====== BRANO FORNITO ======

Però non si può cambiare la geografia».
Due
anni fa, mentre la Ue negoziava il Ttip, nasceva l’Unione economica
eurasiatica. Allora invitò Bruxelles ad aprire un dialogo con voi. L’opzione
resta sul tavolo?
«Certamente siamo interessati
a una collaborazione a più livelli, non solo commercio ma anche condivisione di
standard e best practice».
Cosa
si aspetta la Russia dalla Brexit?
«Per la Ue sarà un negoziato
duro e avrà effetti anche sugli altri Paesi incluso il mio. Siamo aperti alle
trattative con Londra che potranno cominciare solo dopo che sarà stata
negoziata la Brexit».
La
Svezia vuole ripristinare il servizio militare, «spaventata dalla Russia».
Anche i Paesi Baltici e la Polonia lo sono. In ottobre la Nato ha deciso di
inviare più truppe lungo il confine russo.
«La Russia non minaccia
nessuno, ma questo è il segno di un’isteria di massa che si sta diffondendo in
parte in Europa e negli Usa. È vero che nell’ultimo anno l’uso delle forze
russe è stato spettacolare e lo si è visto in Siria. Ma non è qualcosa che
faremmo contro la Svezia o i Paesi Baltici o la Polonia. Quando la Nato torna
alla Guerra fredda, non solo a parole, di certo non cambiamo l’equilibrio della
nostra strategia però è un segnale politico a cui dobbiamo reagire».

======

ATTIVITÀ DELL'ESERCIZIO →
1 – Secondo il brano, che cosa ha deciso la Nato in ottobre?
2 – Ricopia parola per parola la parte del brano che va da "Però non si" fino a "resta sul tavolo?" incluso.
Per rispondere ci si basa unicamente sul brano.

====== DATI FORNITI ======

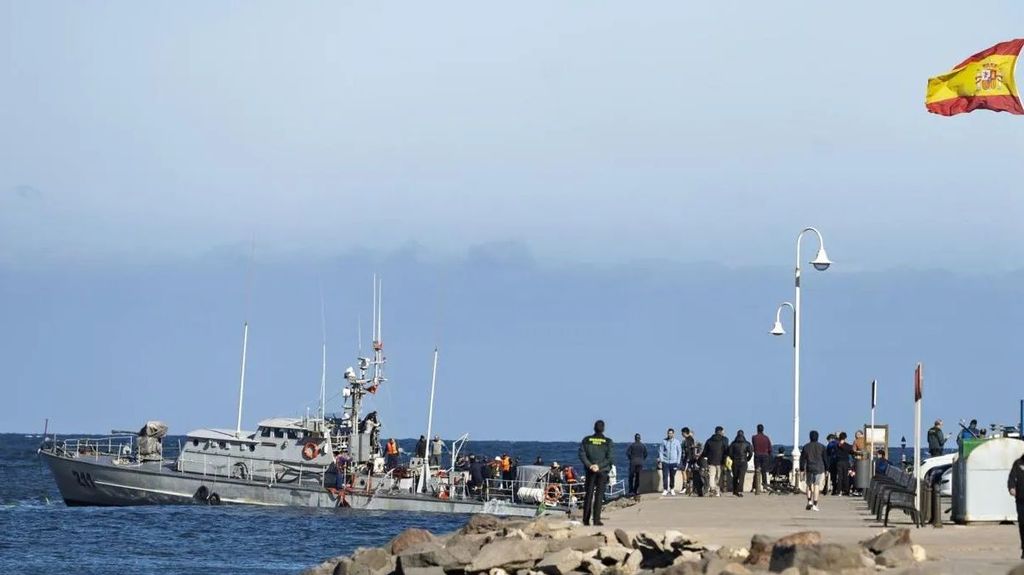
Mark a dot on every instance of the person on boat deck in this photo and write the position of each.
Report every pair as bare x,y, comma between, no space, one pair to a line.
476,470
1015,483
970,432
936,440
595,453
391,453
436,447
506,467
554,475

======

ELENCO DELLE SOLUZIONI →
1 – Ha deciso di inviare più truppe lungo il confine russo.

2 –
Però non si può cambiare la geografia».
Due
anni fa, mentre la Ue negoziava il Ttip, nasceva l’Unione economica
eurasiatica. Allora invitò Bruxelles ad aprire un dialogo con voi. L’opzione
resta sul tavolo?